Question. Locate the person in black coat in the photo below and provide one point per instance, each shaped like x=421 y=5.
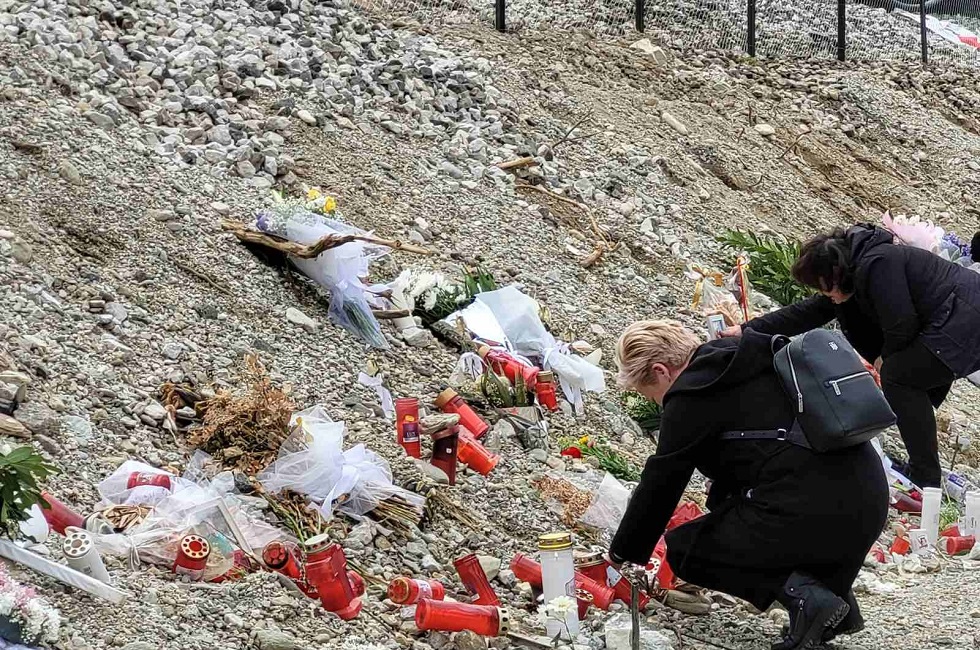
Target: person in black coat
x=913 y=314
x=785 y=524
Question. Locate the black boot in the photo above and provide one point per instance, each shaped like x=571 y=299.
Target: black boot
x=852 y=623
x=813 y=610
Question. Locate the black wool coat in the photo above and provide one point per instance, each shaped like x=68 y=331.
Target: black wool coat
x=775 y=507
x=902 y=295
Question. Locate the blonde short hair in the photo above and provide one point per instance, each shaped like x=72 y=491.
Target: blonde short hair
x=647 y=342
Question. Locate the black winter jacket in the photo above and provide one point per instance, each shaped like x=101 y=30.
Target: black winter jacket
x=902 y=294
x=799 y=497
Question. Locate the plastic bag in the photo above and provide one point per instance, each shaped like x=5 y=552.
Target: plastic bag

###

Directions for this task :: Repeat the material exactly as it reads, without any of its pictures.

Task solution ::
Question. Locate the person in black coat in the photo below and provide one point per instance, each shaped like x=421 y=5.
Target: person in black coat
x=913 y=314
x=785 y=524
Question. Locate the black boot in the photo above and provide one point per instance, each shaped like x=571 y=299.
Target: black boot
x=852 y=623
x=813 y=610
Question. Locate the black wool coat in the photo above and provide one point per instance, each shaped like x=68 y=331.
Target: black wool coat
x=775 y=507
x=902 y=295
Question. Locate the blonde short hair in the photo above and provide one point per instance, each shaped like x=72 y=491.
Target: blonde short hair
x=647 y=342
Question. Locate the black winter jacket in the photo above and provide one point per instance, each shaped like x=101 y=30.
Target: black winter jacket
x=902 y=294
x=799 y=497
Question. Locate the plastic bag in the photo above and provide one point per instance, each shaped like x=5 y=552.
Target: plastic bag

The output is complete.